**Stored data entries**
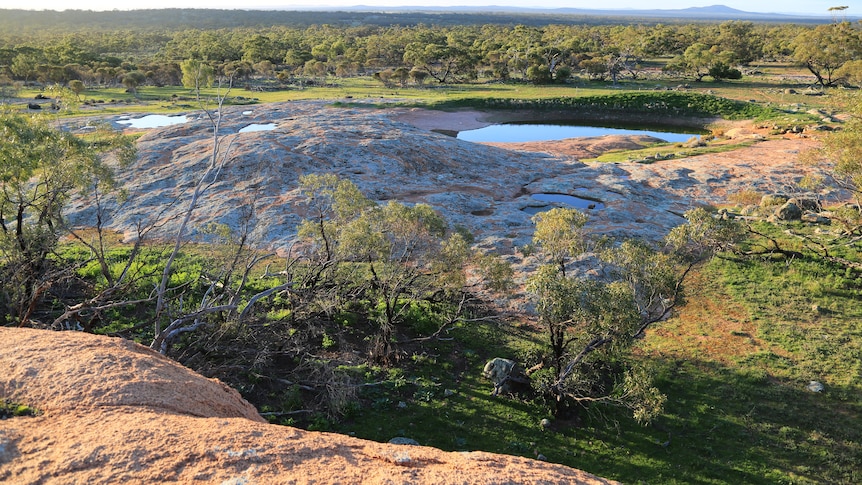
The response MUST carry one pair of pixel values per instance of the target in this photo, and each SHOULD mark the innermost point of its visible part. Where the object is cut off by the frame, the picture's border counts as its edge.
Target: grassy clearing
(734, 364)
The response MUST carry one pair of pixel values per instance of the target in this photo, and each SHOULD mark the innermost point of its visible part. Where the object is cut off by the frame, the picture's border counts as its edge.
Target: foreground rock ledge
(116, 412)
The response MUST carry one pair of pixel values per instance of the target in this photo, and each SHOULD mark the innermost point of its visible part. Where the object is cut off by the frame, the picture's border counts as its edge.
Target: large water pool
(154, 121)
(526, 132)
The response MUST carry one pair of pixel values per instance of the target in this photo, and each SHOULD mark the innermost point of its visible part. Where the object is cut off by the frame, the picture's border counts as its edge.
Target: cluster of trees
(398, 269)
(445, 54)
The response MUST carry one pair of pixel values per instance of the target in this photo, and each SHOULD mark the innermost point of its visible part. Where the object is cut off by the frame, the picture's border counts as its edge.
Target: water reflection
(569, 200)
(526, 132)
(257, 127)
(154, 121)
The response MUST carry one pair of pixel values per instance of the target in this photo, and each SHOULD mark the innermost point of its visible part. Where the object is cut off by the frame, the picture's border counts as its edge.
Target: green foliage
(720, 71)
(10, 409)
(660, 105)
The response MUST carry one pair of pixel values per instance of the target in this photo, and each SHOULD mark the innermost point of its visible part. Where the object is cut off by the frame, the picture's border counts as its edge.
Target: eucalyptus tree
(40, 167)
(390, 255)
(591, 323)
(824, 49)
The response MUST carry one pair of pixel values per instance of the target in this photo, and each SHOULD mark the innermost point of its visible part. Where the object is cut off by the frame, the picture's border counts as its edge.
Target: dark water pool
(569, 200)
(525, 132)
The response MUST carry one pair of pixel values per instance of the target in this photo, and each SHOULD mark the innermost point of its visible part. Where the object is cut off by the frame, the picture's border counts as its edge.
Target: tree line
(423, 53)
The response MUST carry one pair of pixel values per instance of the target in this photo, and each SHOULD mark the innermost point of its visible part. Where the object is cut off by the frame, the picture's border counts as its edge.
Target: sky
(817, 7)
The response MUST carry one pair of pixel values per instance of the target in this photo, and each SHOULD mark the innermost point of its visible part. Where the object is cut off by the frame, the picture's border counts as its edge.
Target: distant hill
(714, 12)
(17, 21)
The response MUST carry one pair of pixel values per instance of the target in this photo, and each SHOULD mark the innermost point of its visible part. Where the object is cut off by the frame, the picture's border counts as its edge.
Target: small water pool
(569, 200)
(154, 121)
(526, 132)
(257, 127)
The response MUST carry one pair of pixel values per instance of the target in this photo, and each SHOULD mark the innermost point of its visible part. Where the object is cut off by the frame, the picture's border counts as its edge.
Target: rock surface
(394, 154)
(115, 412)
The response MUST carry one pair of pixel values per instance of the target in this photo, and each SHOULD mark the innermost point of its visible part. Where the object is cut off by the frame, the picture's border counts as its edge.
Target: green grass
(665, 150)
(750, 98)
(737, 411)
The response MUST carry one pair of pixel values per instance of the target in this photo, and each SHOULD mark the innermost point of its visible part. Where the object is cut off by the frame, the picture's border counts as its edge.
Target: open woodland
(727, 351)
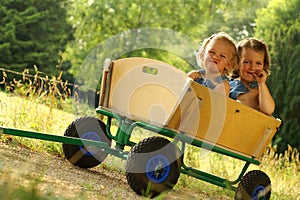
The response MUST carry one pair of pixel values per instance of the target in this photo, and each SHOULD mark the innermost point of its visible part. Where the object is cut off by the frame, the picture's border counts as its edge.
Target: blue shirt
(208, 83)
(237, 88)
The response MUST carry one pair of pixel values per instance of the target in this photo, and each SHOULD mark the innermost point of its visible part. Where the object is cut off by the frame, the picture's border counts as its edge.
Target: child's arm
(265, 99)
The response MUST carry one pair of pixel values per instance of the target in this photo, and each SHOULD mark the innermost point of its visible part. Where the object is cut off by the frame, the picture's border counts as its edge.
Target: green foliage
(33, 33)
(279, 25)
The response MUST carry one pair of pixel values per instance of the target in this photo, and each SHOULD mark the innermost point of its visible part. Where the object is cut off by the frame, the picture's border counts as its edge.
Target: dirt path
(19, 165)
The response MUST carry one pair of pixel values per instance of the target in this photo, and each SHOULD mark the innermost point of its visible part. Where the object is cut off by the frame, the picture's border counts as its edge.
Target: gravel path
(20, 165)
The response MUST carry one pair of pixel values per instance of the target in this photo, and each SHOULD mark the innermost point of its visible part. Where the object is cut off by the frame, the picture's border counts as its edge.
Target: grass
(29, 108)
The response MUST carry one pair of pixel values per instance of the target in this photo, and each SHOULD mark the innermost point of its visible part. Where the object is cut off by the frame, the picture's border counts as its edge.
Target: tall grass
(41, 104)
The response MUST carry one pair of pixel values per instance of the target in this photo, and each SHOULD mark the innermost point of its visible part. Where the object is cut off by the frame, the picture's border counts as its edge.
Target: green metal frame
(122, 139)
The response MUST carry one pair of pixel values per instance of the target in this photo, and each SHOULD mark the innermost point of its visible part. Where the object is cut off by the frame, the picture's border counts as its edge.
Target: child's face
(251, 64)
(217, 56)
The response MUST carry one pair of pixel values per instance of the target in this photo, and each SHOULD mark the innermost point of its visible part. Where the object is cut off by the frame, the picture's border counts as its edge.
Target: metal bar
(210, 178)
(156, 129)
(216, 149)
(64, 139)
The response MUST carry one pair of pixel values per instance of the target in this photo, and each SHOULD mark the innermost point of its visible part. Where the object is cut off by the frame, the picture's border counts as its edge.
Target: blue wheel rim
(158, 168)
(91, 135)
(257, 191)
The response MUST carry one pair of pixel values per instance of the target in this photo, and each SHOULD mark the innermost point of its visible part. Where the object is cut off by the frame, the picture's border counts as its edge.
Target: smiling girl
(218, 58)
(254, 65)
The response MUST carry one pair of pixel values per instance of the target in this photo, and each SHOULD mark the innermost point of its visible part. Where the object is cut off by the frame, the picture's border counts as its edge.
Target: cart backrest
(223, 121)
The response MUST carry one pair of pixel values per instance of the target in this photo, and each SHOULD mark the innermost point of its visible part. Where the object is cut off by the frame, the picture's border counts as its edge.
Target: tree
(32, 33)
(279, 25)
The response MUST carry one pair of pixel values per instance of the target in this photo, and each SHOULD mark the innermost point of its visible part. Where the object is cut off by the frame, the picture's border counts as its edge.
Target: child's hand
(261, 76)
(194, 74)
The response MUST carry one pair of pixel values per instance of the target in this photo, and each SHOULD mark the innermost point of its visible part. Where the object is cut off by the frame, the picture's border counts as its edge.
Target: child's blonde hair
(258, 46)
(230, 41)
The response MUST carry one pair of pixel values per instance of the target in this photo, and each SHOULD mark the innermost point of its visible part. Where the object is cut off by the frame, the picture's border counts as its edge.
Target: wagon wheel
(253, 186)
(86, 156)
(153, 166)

**Problem to solve**
Reproduce the entries above exactly. Do not include the images.

**Output for this task**
The response MUST carry one pair of pixel values per instance of the target in this photo, and each SHOULD mark the innermost point of its visible part. Where the object is cut off by the frame, the picture's border counts as its edge.
Target: grassy clearing
(734, 364)
The response MUST carry one pair of pixel values per instance of the target in this photo, and each SHOULD mark the innermost point of its visible part. Where the object is cut off by the frame, the picture's border counts as its edge.
Target: foreground rock ledge
(116, 412)
The response MUST carry one pair of pixel values per instance of the target in this photo, and each SHOULD mark the innermost point of its visible part. Where the object is cut off by the frame, the picture's border counts as its edge.
Target: large water pool
(154, 121)
(526, 132)
The response MUST carry one pair of pixel values per instance of the target in this photo, and each SHOULD mark the innermost point of its visible part. Where the object is cut off by the frame, the picture's border counts as its edge.
Target: cluster of trees
(398, 269)
(445, 54)
The response MUST carry one pair of pixel values per instance of the target in this photo, and each SHOULD mark the innermost point of its visible part. Where the object is cut off by the frame, the picture's border counts as its edge.
Target: water reflection
(569, 200)
(526, 132)
(257, 127)
(154, 121)
The response MUST carry one pair of pixel values per instance of the target in this photo, and each SHOULD mark the innermost point of its visible part. Where the object is cut off by the frame, the picture's border counts as its edge.
Target: green foliage
(720, 71)
(10, 409)
(660, 105)
The response MUST carry one pair of pixel values per instance of the target in this photo, and each SHOULD mark the innermost point of its visible part. Where the object is cut off by the frame, the picture's border counts as its edge.
Target: eucalyptus tree
(40, 167)
(390, 255)
(591, 323)
(824, 49)
The response MUST carry one pair of pixel values per instance of the target in this photo, and each SHOULD mark the innermost point of its visible part. Where the object is cut off by the frame, the picture's border counts as its edge.
Target: dark water pool
(569, 200)
(525, 132)
The response MUST carry one pair of pixel values per instance of the target in this photo, and each SHOULD mark the innermost point of its visible part. Where the object is cut off by the frame, the picture's border counts as its edge.
Target: tree line
(423, 53)
The response MUST carry one pair of pixel values per instance of the target in this photo, and each SHOULD mark the innermost point of its visible part. Where the object is cut off by the frame, the picture's border counts as its edge.
Target: sky
(817, 7)
The response MUST carry one pair of pixel values per instance of the target in this photo, and each SHOULD mark the innermost point of its visible part. Where the object is cut off by the frame, the picture's border counts as its edge.
Target: distant hill
(714, 12)
(17, 21)
The response MUST carry one pair of pixel values per instance of the target in this photo, and each SHOULD mark the innermost point of its visible part. Where the object is cut off by the frame, the picture's border counts as its edge.
Target: small water pool
(569, 200)
(154, 121)
(526, 132)
(257, 127)
The response MUST carry one pair of pixel values per instance of the target in this photo, and each SHOULD mark the innermost point of its visible part. Where the object is cut off by the frame, the picture's border counts as its edge.
Target: rock surface
(394, 154)
(115, 412)
The response MUST carry one pair of pixel values per instance of the target in this photo, and each SHOULD mark the innermost point of its visible part. Where the object is cut off by the frame, the picture's border counts as its edge.
Target: green grass
(665, 150)
(750, 98)
(737, 411)
The response MUST carry one pair of pixel values per instance of the target in this photo, and each SHOULD mark the innermost point of its visible part. Where the object is cut off by the frame, the picture's border counts as its edge.
Target: open woodland
(727, 351)
The response MUST carry one pair of pixel values per instance of the target in this photo, and each SHOULD mark the innermost point of its visible part. Where the object is cut off by the frame, the picture's border counts as its edge.
Target: blue shirt
(208, 83)
(237, 88)
The response MUST carry one pair of pixel values per instance of the target in this photo, and each SHOULD mark the innermost point of its visible part. Where the object is cut off by the frame, the picture's border counts as its edge.
Target: child's arm
(265, 99)
The response MUST carry one pair of pixel values per instance of the target in this photo, and each SHOULD mark the innermost point of its visible part. Where the object is cut off by the frame, the picture's border counts as its edge.
Target: green foliage
(33, 33)
(279, 25)
The response MUST carry one pair of pixel values per instance of the target in this photo, and each SHOULD mark the innermost point of its visible part. Where the object is cut off by the frame, the picture's border counts as its edge.
Target: dirt path
(19, 165)
The response MUST carry one pair of pixel values per instance of the target in this photo, and each SHOULD mark the innermost point of its visible part. Where the object is cut off by the frame, the picture's border counts as its edge.
Target: gravel path
(20, 165)
The response MUST carry one pair of pixel values per instance of the target in this photo, and each SHOULD mark the innermost point of its visible part. Where the object is cut off by the frame, the picture's border counts as its edge.
Target: grass
(29, 108)
The response MUST carry one pair of pixel values per instance of the target in this photo, and each SHOULD mark the innermost point of its visible part. Where the object is cut off by the frame, the picture's border counts as its edge.
Target: tall grass
(41, 104)
The response MUST carry one pair of pixel values per instance of the target in this photo, and each SHOULD mark the innermost point of its visible part. Where the object is cut off by the frame, the picture's border counts as its edge.
Target: green metal frame
(122, 139)
The response MUST carry one pair of pixel values per instance of the target in this photo, and each SHOULD mark the innermost point of its visible part. Where the object is cut off by the frame, the picture's border counts as its edge.
Target: child's face
(251, 64)
(217, 56)
The response MUST carry one pair of pixel values per instance of the target in this photo, and each SHOULD mark the innermost point of its visible part. Where the object is cut off by the frame, the picture's border counts as its edge.
Target: metal bar
(210, 178)
(156, 129)
(216, 149)
(64, 139)
The response MUST carry one pair of pixel values per instance of the target in this photo, and each SHOULD mark the innermost point of its visible part. Where the object is cut off by the frame, the picture's border counts as its edge.
Target: blue wheel rim
(158, 168)
(91, 135)
(257, 191)
The response MUST carry one pair of pixel values per instance of the target in this photo, and each SHOULD mark the innermost point of its visible part. Where the object is cut off by the frame, the picture's border counts as its edge.
Target: smiling girl
(218, 58)
(254, 65)
The response MUST carry one pair of pixel values per instance of the target in this photo, and each SHOULD mark the innermost point of its visible part. Where the object is cut off by the frame, the picture's border counts as its edge.
Target: cart backrest
(223, 121)
The response MUST carry one pair of pixel values per instance of the target in this photo, and each SHOULD mark the innermost point of its visible part. Where the object is cut off by the frame, the picture's border counts as its edge.
Target: tree
(32, 33)
(279, 25)
The response MUST carry one pair of pixel values per instance of the target in this photo, and each SHOULD mark the innermost point of its visible part. Where the object is cut off by the frame, the picture's border counts as its edge.
Target: child's hand
(261, 76)
(194, 74)
The response MUST carry one pair of pixel values per instance of the target in this photo, and each SHOULD mark the innermost point of its visible part. Where the object is cut off by the frame, the picture's border counts as its edge.
Target: child's blonde hair
(258, 46)
(230, 41)
The response MUST carry one pair of pixel values per instance of the target in this photo, and each SHOULD mark the innermost point of its visible part. Where the object is cut off by the frame, the picture's border counts as its edge.
Target: wagon wheel
(253, 186)
(86, 156)
(153, 166)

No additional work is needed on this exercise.